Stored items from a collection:
- - - - -

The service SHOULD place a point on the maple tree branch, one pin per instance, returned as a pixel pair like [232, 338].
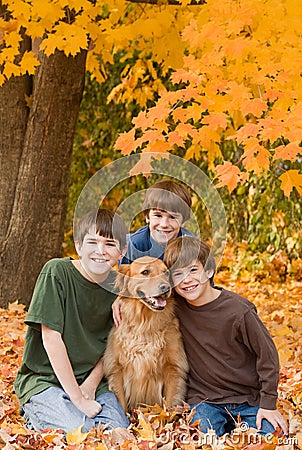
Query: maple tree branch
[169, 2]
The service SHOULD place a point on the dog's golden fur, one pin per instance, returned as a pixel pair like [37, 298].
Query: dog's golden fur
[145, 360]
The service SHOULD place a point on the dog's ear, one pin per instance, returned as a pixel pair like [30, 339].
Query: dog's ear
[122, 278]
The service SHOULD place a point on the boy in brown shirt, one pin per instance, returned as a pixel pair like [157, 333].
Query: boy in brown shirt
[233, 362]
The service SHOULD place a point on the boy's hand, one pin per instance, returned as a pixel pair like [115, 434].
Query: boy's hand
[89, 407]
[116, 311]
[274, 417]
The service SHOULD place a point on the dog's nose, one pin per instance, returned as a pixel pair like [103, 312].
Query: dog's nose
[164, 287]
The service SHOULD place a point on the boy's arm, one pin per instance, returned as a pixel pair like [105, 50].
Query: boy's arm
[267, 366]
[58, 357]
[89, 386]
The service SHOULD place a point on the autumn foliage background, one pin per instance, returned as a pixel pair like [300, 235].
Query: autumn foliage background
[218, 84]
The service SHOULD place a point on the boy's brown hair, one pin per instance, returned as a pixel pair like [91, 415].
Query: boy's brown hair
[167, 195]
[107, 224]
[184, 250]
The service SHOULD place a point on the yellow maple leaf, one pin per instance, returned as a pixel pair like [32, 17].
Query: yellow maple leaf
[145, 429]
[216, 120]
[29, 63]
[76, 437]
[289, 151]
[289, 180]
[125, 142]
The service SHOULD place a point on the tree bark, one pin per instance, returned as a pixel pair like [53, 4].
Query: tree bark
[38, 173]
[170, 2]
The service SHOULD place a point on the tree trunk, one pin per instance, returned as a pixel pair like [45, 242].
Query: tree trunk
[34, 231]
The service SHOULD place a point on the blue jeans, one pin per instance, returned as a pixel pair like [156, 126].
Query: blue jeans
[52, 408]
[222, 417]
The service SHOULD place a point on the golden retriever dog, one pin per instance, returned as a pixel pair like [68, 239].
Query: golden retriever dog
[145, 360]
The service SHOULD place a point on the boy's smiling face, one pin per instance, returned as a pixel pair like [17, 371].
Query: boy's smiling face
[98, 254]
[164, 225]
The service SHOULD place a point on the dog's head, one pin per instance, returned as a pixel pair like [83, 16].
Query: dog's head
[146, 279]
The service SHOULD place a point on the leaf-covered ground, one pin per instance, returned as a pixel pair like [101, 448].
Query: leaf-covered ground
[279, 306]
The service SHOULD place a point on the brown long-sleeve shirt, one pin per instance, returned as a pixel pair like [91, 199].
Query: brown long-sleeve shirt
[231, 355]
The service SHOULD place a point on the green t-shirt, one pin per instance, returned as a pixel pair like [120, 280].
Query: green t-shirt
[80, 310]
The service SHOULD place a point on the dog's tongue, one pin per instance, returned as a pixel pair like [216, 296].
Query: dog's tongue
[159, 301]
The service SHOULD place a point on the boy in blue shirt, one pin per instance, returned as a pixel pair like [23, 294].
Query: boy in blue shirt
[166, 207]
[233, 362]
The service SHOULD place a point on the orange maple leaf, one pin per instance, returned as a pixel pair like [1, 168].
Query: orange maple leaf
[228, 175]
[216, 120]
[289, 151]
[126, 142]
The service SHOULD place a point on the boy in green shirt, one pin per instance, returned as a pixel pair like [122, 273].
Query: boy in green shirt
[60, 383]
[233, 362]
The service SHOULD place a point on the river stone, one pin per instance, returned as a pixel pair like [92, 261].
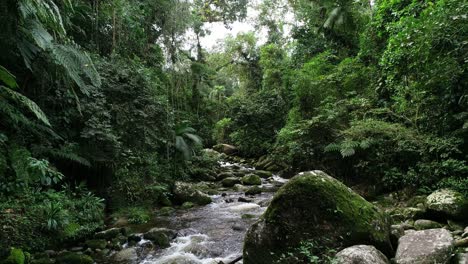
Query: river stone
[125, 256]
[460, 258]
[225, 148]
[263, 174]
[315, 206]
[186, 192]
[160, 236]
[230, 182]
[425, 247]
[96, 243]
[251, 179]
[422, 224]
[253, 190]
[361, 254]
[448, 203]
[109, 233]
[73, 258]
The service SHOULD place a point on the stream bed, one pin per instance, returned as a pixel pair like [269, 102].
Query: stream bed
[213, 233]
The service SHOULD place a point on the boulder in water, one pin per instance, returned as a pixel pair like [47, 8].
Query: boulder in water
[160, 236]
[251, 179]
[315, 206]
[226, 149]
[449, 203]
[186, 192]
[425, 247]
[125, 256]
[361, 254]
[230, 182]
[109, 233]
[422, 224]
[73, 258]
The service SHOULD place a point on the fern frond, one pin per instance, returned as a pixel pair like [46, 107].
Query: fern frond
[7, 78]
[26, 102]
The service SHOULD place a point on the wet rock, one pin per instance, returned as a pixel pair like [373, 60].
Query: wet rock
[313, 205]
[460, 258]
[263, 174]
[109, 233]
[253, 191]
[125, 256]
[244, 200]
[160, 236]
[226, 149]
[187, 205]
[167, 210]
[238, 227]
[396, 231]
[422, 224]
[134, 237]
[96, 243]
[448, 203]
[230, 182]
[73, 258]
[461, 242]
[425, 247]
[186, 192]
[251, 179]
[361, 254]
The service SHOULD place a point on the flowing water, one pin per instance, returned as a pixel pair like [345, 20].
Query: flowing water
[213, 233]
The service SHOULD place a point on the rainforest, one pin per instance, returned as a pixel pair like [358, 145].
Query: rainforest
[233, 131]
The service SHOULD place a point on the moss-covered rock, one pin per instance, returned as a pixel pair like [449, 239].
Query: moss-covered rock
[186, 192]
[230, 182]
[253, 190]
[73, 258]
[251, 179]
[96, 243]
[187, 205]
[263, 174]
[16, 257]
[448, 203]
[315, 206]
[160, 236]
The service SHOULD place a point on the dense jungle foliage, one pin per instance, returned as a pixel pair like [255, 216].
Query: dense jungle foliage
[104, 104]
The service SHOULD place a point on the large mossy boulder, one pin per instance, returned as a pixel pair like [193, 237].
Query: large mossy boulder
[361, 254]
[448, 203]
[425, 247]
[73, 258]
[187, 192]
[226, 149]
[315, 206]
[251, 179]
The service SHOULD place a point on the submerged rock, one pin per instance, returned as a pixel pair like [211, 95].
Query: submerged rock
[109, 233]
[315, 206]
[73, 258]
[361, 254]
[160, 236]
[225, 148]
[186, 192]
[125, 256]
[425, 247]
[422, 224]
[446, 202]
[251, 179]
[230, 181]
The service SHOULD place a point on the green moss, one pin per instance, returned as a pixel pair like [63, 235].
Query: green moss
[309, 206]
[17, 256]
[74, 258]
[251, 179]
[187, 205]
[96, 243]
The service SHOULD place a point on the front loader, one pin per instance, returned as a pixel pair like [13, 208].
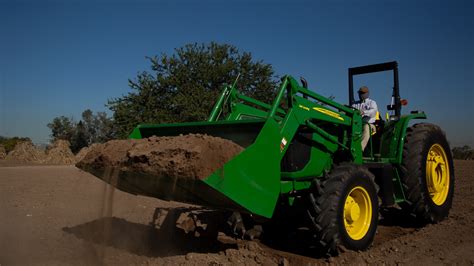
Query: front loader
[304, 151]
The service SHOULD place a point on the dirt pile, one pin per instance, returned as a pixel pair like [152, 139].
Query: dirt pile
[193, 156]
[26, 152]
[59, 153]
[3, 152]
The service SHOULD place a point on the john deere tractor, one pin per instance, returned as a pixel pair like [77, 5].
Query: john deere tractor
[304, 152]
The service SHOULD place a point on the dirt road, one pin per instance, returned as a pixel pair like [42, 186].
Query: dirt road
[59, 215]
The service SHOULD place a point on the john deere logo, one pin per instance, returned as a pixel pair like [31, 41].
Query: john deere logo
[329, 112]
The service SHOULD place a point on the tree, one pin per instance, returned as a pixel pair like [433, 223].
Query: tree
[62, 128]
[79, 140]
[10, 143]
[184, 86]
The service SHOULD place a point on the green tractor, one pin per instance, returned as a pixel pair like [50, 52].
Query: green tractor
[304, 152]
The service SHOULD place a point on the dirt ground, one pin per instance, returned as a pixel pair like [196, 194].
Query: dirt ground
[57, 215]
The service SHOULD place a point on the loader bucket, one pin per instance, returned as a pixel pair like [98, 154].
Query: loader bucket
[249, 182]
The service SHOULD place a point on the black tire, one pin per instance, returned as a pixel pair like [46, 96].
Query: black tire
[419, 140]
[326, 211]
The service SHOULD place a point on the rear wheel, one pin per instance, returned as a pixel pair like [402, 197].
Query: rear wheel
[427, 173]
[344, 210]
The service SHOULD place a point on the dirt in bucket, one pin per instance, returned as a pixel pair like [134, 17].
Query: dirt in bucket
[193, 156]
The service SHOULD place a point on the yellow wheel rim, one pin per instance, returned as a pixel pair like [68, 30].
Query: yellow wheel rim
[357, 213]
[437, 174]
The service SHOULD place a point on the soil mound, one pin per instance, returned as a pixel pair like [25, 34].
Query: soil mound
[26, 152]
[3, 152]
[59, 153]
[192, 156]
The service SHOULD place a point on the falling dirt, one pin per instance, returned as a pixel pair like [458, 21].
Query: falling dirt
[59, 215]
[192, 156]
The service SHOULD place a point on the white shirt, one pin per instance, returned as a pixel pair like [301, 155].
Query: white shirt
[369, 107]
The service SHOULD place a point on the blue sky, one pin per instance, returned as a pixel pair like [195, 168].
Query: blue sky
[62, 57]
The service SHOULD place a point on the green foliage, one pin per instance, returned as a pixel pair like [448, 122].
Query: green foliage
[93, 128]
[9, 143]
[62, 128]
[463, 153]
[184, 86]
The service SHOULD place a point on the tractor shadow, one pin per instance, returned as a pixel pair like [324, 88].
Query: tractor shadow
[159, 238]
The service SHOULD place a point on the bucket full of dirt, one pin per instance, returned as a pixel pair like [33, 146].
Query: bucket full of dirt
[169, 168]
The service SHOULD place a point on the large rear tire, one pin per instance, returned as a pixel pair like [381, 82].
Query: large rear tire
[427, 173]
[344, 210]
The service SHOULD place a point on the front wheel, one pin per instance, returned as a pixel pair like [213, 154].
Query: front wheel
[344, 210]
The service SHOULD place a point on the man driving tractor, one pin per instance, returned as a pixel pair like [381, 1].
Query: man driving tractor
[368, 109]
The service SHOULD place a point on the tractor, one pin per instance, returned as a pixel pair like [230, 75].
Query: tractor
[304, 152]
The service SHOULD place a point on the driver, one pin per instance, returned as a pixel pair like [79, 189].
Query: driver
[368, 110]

- - - - -

#### Required work:
Reproduce exactly the section above that begins at the line containing "The service SHOULD place a point on the dense" and ends at the line containing "The service SHOULD place a point on the large mossy", leaving out all other lines.

#### Reply to the exercise:
The service SHOULD place a point on the dense jungle foliage, one pin per instance, returned as a pixel pair like [255, 216].
Query: dense jungle foliage
[104, 104]
The service SHOULD place a point on the large mossy boulder, one pin per instance, returned as a pixel pair like [193, 237].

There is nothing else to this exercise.